- What this task involves
Transcribe every one of the entries below, line by line and character for character.

━━━

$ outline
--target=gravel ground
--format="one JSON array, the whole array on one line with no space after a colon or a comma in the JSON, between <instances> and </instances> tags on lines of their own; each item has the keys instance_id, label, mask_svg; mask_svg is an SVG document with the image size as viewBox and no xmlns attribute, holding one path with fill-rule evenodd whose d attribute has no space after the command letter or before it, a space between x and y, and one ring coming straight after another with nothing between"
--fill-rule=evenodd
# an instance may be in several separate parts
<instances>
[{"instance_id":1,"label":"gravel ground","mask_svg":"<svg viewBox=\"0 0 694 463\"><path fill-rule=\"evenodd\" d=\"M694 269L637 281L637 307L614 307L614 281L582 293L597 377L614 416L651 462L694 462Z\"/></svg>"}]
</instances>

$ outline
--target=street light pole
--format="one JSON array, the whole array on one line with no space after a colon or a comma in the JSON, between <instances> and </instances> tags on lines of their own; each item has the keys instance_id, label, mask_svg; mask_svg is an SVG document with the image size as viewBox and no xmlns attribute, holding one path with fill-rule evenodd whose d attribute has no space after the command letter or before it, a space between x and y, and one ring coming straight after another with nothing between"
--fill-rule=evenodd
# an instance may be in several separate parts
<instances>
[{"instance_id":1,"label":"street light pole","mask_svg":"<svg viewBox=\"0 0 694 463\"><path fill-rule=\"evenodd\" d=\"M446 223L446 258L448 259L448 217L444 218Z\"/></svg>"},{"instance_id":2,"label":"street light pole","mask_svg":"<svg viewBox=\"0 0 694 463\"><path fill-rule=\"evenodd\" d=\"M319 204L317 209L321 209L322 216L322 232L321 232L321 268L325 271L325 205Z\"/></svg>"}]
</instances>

━━━

- Answer to the task
$ outline
--target=gravel ground
--format="one JSON array, the whole array on one line with no space after a colon or a comma in the JSON, between <instances> and </instances> tags on lines of their own; each item has the keys instance_id, label, mask_svg; mask_svg is an SVG document with the image size as viewBox and no xmlns attribute, holding one path with fill-rule evenodd whose d attribute has no space after the command letter or before it, a space between x and y, and one ring coming straight after another with nothing between"
--fill-rule=evenodd
# an instance may be in several separate parts
<instances>
[{"instance_id":1,"label":"gravel ground","mask_svg":"<svg viewBox=\"0 0 694 463\"><path fill-rule=\"evenodd\" d=\"M694 269L637 281L637 307L614 307L614 281L582 293L597 377L614 416L651 462L694 462Z\"/></svg>"}]
</instances>

$ outline
--target=street light pole
--format="one JSON array, the whole array on one line with no space after a colon or a comma in the JSON, between <instances> and </instances> tags on lines of their own; each item has the keys instance_id, label, mask_svg; mask_svg is an SVG document with the image size as viewBox and no xmlns attribute, holding one path with fill-rule evenodd whose d attribute has no space after the command letter or before it, a space between x and y, and one ring coming straight after another with nothing between"
--fill-rule=evenodd
# an instance may be in several separate parts
<instances>
[{"instance_id":1,"label":"street light pole","mask_svg":"<svg viewBox=\"0 0 694 463\"><path fill-rule=\"evenodd\" d=\"M446 223L446 258L448 259L448 217L444 218Z\"/></svg>"},{"instance_id":2,"label":"street light pole","mask_svg":"<svg viewBox=\"0 0 694 463\"><path fill-rule=\"evenodd\" d=\"M319 204L317 209L321 209L322 216L322 232L321 232L321 268L325 271L325 205Z\"/></svg>"}]
</instances>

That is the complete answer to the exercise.